DOCUMENT EXCERPT:

I do agree this is why there are different traits for classifiers and regressors, but I don't think that means a classifier should extend TreeRegressorParams because its parameters happen to match.

One option is to let the definition of impurity itself be overridden. That seems OK. Or we could make a new 'VarianceClassifier' or something that defines this variance-only impurity parameter and let TreeRegressionParams and GBTClassifierParams extend it. It is a little wacky, but quite reasonable from an OOP perspective. I think.

@srowen yes, I'll try and create a VarianceClassifier trait. The only problem there is that it requires many MiMa exclusions, but I'll do that. Thanks.

SparkQA · 2018-11-08T20:24:59Z

Test build #98610 has finished for PR 22986 at commit c2be400.

This patch passes all tests.
This patch merges cleanly.
This patch adds no public classes.

SparkQA · 2018-11-08T20:38:34Z

Test build #98609 has finished for PR 22986 at commit 7d24f33.

This patch passes all tests.
This patch does not merge cleanly.
This patch adds no public classes.

surajnayak · 2018-11-09T17:59:47Z

Tried this patch. Seems this resolves the issue.

viirya · 2018-11-10T08:27:00Z

mllib/src/main/scala/org/apache/spark/ml/tree/treeParams.scala

@@ -538,7 +538,7 @@ private[ml] object GBTClassifierParams {
    Array("logistic").map(_.toLowerCase(Locale.ROOT))
 }

-private[ml] trait GBTClassifierParams extends GBTParams with TreeClassifierParams {
+private[ml] trait GBTClassifierParams extends GBTParams with TreeRegressorParams {

  /**
   * Loss function which GBT tries to minimize. (case-insensitive)


Another issue is that GBTClassifier also logs wrong value of impurity param.

Yes, that's right. Currently we just saying that we are using gini, while we are using variance...

SparkQA · 2018-11-13T18:14:37Z

Test build #98780 has finished for PR 22986 at commit 176b0d8.

This patch passes all tests.
This patch merges cleanly.
This patch adds the following public classes (experimental):
class MulticlassMetrics @Since(\"1.1.0\") (predAndLabelsWithOptWeight: RDD[_ <: Product])

SHORT TASK:
List every commit ID that the pull request discussion reports a test build for.

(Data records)
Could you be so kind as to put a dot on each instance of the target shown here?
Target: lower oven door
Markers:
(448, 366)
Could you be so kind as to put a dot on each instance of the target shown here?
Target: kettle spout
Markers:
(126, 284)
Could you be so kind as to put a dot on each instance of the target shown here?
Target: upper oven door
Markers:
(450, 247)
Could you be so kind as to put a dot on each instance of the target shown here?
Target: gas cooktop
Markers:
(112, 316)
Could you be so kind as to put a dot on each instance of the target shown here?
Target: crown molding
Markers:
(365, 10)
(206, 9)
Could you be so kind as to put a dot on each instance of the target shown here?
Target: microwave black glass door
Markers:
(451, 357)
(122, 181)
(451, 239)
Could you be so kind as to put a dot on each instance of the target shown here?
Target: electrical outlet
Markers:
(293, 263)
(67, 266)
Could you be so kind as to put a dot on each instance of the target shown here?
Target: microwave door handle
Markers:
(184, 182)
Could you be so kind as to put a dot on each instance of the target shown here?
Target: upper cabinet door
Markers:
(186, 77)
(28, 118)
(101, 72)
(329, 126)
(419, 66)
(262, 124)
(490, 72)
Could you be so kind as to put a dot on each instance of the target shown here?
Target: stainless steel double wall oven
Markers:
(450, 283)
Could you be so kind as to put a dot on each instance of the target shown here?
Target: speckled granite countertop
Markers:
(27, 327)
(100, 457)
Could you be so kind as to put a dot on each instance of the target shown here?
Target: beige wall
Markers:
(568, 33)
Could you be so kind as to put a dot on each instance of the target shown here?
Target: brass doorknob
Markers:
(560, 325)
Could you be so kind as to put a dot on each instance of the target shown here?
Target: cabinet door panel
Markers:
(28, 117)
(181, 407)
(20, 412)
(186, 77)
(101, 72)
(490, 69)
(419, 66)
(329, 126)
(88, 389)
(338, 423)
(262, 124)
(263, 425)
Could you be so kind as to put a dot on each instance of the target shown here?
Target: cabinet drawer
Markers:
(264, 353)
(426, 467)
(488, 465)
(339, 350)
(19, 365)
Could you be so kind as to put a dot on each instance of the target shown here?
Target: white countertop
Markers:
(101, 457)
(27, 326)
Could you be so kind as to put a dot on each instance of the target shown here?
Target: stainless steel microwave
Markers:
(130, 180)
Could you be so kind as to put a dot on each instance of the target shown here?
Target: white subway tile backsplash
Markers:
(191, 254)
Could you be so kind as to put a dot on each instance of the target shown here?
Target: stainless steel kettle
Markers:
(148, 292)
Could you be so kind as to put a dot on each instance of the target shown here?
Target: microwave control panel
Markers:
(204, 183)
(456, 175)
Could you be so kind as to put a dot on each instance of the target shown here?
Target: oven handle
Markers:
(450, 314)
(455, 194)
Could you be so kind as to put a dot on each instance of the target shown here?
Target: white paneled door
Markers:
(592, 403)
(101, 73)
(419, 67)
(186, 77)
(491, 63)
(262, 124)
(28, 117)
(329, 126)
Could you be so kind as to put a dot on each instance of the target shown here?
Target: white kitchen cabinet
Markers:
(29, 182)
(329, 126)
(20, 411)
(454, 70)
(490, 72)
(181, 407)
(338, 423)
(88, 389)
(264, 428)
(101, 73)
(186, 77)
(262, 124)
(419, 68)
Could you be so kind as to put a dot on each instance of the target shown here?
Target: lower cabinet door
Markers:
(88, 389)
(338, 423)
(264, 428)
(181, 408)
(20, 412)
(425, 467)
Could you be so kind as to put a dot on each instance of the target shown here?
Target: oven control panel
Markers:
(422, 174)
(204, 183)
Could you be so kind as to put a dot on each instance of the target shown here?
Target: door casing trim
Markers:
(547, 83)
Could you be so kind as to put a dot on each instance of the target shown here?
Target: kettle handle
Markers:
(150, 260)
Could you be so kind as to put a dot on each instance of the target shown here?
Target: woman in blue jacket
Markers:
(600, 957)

...

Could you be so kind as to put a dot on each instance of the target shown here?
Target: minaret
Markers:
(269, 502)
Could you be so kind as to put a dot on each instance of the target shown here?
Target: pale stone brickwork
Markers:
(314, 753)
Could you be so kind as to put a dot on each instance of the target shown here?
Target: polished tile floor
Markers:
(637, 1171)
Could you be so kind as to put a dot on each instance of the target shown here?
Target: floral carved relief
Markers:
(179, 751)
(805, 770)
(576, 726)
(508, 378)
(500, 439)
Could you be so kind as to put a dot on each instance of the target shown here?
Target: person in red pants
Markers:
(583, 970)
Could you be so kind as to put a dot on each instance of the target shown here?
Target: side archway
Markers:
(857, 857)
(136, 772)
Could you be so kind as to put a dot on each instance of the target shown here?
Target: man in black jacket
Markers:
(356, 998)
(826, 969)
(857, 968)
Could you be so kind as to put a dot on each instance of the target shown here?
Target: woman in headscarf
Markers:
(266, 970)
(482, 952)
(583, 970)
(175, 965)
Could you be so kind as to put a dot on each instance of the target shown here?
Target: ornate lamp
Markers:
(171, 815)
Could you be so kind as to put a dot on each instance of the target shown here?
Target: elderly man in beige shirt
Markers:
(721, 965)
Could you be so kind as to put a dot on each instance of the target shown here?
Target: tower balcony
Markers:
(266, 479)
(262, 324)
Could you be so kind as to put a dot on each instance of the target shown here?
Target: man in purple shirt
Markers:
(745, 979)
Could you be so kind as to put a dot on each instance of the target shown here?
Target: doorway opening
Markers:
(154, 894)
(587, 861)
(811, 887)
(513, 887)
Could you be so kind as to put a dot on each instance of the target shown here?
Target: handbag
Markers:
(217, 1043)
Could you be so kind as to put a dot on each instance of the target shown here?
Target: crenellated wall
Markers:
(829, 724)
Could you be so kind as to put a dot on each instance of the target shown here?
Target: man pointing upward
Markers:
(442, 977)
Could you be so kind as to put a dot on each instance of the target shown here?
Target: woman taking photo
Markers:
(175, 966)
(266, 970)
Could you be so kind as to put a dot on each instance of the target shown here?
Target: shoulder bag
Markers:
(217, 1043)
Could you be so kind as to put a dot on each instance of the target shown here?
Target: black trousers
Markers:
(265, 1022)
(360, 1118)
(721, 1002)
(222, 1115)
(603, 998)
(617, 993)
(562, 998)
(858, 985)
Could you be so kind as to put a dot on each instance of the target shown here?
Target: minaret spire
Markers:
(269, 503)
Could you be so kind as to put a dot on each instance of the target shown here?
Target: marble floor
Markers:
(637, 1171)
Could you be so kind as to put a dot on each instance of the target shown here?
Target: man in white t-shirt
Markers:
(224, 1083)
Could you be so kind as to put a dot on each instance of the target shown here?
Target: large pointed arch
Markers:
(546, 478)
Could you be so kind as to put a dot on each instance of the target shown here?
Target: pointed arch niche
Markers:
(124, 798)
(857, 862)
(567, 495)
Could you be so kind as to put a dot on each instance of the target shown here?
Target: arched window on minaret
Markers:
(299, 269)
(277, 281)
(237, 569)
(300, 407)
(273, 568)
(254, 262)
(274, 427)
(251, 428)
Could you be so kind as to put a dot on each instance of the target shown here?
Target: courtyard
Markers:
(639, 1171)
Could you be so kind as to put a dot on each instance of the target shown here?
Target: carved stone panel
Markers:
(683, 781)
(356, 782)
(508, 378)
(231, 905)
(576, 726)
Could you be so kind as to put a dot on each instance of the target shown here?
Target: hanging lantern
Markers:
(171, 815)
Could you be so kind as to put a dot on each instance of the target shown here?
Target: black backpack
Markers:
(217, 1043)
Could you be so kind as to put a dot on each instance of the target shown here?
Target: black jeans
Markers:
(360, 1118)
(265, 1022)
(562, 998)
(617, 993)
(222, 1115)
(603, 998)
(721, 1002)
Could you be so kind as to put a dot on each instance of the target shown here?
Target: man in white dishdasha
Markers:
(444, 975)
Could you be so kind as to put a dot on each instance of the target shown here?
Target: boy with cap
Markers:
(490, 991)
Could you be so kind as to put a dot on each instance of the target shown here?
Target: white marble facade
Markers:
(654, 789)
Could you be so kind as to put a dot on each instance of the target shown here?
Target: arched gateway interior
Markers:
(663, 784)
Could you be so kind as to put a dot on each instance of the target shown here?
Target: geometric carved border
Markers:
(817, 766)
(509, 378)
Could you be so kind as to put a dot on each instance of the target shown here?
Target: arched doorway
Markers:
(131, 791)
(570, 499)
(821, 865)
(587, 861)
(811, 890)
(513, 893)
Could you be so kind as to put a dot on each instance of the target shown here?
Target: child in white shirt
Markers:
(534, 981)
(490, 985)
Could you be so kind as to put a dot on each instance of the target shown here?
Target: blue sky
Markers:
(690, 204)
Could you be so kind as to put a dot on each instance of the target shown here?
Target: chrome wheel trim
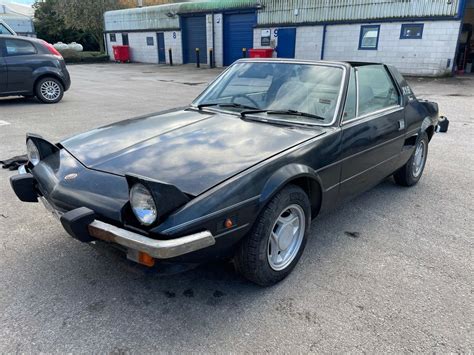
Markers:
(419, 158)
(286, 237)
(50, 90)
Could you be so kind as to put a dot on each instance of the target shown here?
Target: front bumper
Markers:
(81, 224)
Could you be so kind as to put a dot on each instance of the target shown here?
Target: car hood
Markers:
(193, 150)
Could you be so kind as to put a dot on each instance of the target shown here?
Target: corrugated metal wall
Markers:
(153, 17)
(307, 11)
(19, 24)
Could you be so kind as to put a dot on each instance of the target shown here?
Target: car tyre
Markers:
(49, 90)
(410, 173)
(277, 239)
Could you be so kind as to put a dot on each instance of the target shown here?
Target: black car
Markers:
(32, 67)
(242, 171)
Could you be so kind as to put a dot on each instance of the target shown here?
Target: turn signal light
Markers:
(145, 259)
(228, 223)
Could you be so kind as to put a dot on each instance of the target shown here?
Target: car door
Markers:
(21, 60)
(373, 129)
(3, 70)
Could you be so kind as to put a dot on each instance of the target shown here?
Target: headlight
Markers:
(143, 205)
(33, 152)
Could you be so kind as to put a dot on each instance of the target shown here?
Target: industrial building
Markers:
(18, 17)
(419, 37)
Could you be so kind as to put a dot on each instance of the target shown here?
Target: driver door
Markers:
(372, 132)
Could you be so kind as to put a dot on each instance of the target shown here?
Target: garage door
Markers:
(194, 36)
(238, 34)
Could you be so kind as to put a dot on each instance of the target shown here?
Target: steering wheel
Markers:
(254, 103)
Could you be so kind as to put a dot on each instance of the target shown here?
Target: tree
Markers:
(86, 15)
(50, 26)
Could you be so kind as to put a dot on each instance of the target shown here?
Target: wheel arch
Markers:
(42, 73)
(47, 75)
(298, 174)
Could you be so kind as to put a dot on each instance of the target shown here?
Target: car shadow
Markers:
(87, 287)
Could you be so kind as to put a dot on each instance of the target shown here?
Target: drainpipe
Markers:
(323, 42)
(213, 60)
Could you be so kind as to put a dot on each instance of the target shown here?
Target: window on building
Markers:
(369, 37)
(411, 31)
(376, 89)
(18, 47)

TASK SOLUTION:
c2be400, 7d24f33, 176b0d8